Directive
How many lines in the items below contain the string "sunset"? Reply with the number alone.

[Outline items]
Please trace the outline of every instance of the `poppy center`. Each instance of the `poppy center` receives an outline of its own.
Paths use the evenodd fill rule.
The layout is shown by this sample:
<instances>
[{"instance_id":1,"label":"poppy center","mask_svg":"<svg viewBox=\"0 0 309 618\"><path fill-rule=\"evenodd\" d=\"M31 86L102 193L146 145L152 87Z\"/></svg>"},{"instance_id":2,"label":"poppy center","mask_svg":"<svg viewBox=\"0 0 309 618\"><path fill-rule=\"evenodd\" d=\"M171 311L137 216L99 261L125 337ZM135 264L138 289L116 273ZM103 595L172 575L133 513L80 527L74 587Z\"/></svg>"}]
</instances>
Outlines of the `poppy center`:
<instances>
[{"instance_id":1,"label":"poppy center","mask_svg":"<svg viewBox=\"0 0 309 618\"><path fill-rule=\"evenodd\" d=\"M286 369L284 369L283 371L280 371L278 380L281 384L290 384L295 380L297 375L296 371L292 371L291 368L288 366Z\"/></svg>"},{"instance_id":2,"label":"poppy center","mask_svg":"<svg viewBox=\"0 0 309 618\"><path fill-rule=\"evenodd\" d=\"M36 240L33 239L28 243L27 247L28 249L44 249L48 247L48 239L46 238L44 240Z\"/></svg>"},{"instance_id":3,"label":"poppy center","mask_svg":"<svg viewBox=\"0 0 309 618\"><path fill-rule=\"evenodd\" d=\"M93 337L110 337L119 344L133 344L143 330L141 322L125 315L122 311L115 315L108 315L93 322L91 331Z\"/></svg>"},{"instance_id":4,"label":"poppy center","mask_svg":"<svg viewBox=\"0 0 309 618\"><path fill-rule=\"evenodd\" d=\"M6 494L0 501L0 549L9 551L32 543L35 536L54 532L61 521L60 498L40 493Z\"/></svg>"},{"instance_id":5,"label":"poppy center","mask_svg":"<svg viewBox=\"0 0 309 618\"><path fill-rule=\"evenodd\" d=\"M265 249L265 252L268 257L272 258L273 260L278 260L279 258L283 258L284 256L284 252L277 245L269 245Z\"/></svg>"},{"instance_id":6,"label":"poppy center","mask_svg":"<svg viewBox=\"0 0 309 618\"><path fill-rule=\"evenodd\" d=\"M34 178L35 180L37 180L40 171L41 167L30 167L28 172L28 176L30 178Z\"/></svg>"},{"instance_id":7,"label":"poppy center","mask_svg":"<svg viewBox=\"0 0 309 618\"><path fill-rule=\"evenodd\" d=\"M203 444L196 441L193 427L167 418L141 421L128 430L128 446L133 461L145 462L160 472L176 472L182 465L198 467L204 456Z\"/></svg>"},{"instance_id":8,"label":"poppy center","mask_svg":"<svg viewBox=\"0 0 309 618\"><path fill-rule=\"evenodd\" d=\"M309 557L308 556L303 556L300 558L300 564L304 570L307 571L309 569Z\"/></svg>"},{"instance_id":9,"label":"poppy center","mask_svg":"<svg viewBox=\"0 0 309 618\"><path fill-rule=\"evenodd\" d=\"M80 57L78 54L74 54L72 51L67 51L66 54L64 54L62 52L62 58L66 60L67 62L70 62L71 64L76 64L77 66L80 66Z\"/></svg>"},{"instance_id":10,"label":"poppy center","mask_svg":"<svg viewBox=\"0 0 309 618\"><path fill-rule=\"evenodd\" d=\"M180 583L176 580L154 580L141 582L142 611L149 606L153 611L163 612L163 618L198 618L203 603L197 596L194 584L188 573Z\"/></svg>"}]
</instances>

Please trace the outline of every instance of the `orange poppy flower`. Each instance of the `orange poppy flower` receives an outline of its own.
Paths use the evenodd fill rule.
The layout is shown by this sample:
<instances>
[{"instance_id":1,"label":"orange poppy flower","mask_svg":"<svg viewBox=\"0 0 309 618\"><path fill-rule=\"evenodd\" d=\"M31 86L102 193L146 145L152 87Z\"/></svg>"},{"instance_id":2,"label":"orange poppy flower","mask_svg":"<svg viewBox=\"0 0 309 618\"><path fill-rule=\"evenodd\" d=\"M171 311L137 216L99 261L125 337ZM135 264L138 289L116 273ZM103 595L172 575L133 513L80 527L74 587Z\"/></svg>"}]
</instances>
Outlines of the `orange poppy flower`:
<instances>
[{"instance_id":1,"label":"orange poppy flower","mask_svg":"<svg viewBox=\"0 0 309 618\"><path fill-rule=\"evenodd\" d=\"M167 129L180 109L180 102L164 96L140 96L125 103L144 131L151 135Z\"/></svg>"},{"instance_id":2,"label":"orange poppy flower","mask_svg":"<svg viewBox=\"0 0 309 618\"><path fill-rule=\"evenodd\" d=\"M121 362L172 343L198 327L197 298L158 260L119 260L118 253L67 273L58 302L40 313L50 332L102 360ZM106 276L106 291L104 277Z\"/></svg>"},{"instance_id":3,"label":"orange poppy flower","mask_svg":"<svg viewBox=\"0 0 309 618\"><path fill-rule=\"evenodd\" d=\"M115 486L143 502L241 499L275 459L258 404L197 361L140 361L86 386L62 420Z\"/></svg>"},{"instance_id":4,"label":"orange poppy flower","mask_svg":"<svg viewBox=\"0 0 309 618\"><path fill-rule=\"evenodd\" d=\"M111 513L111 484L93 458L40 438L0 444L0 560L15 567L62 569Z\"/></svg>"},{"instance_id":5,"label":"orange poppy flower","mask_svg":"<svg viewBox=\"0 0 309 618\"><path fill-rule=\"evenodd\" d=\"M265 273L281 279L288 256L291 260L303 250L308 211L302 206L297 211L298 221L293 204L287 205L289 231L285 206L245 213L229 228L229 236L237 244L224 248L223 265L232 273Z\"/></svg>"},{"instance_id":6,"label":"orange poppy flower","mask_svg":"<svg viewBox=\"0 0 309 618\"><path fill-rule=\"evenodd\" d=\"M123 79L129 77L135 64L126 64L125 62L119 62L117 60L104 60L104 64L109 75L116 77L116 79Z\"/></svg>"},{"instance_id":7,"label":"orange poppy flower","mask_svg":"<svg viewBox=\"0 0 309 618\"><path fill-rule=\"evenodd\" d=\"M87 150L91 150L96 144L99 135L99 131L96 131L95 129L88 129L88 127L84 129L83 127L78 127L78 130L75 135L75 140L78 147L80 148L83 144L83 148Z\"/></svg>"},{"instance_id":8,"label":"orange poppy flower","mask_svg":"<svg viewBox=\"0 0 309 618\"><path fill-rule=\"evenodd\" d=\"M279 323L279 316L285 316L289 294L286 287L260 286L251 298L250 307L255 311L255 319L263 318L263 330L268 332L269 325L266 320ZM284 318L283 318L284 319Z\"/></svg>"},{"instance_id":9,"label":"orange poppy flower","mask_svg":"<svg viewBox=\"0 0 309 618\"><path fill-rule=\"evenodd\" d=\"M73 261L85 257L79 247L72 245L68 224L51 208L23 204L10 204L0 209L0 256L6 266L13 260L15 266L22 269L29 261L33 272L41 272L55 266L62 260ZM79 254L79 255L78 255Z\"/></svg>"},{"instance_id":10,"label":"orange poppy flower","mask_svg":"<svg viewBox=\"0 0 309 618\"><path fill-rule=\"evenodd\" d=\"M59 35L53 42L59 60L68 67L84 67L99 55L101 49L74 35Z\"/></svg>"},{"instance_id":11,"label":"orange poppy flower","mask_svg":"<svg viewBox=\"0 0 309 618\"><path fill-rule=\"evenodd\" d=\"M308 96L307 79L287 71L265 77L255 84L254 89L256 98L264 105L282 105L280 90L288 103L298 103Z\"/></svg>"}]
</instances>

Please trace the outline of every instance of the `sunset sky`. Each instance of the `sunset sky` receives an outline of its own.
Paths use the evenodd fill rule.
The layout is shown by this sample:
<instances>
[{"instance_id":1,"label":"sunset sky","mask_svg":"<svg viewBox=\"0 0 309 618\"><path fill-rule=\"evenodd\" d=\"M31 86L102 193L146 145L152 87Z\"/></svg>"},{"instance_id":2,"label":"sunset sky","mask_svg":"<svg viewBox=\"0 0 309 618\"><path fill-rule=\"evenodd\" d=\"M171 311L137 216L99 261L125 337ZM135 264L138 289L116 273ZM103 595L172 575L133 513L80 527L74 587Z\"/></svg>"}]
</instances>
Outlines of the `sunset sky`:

Output
3